▸ DO THIS
Give the records again with every "bicycle" swapped for "bike" and nothing else changed. Leave the pictures out.
* START STORED ROWS *
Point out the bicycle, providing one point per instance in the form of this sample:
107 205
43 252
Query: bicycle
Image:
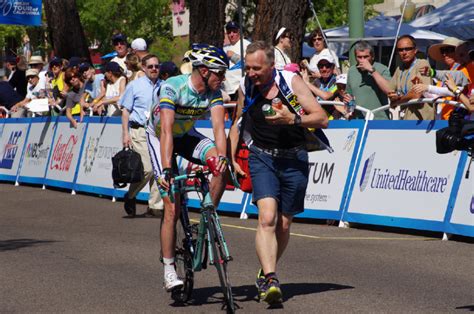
198 244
* END STORED ROWS *
▸ REPLY
Point out the bike, providing one point per instance in the form of this sample:
107 205
43 252
Query: bike
Image:
198 244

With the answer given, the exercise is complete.